━━ Reading passage ━━

To quantitatively dtermine the number and membership of possible clusters within the dataset, I will use Consensus Clustering (CC) approach. Applying this method has proved to be effective in new cancer subclasses discoveries. For more information on the methodology please refere to the seminal paper by Monti et al. (2003) and ConsensusClusterPlus
package manual.
To determine the number of cluster based on CC, there are several graphics which would help to this extent. (1) A Color-coded heatmap corresponding to the consensus matrix that represent consensus values from 0–1; white corresponds to 0 (never clustered togather) and dark blue to 1 (allways clustered togather). (2) Consensus Cumulative Distribution Function (CDF) plot, This graphic lets one to determine at what number of clusters,k, the CDF reaches an approximate maximum. So consensus and cluster confidence is at a maximum at this k. (3) Based on CDF plot, a chart for relative change in area under CDF curve can be plotted. This plot allows a user to determine the relative increase in consensus and determine k at which there is no appreciable increase.
#_________________________________# Clustering & Cluster assignmnet validation _________________________________#
# finding optimal clusters by CC
library(CancerSubtypes)
cc.res=ExecuteCC(clusterNum=3, ## Refer below for more details on this
d=mad2k,
maxK=10,# maximum cluster number for Consensus Clustering Algorithm to evaluate
clusterAlg="pam",
distance="spearman",
title="UROMOL",
plot= pdf)

━━━
━━ Collected data ━━

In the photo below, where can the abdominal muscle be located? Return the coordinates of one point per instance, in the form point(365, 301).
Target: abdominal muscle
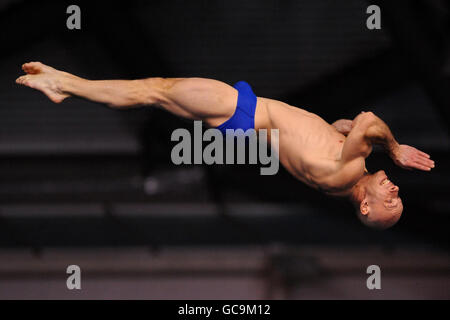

━━━

Exercise set:
(a) From the consensus clustering passage, output the portion that begins at the words "To determine the number" and stops after "no appreciable increase.", copied character for character.
(b) In the consensus clustering passage, what value does dark blue represent on the color-coded heatmap?

Answers for this exercise:
(a)
To determine the number of cluster based on CC, there are several graphics which would help to this extent. (1) A Color-coded heatmap corresponding to the consensus matrix that represent consensus values from 0–1; white corresponds to 0 (never clustered togather) and dark blue to 1 (allways clustered togather). (2) Consensus Cumulative Distribution Function (CDF) plot, This graphic lets one to determine at what number of clusters,k, the CDF reaches an approximate maximum. So consensus and cluster confidence is at a maximum at this k. (3) Based on CDF plot, a chart for relative change in area under CDF curve can be plotted. This plot allows a user to determine the relative increase in consensus and determine k at which there is no appreciable increase.

(b) Dark blue represents a consensus value of 1, meaning the items were always clustered together.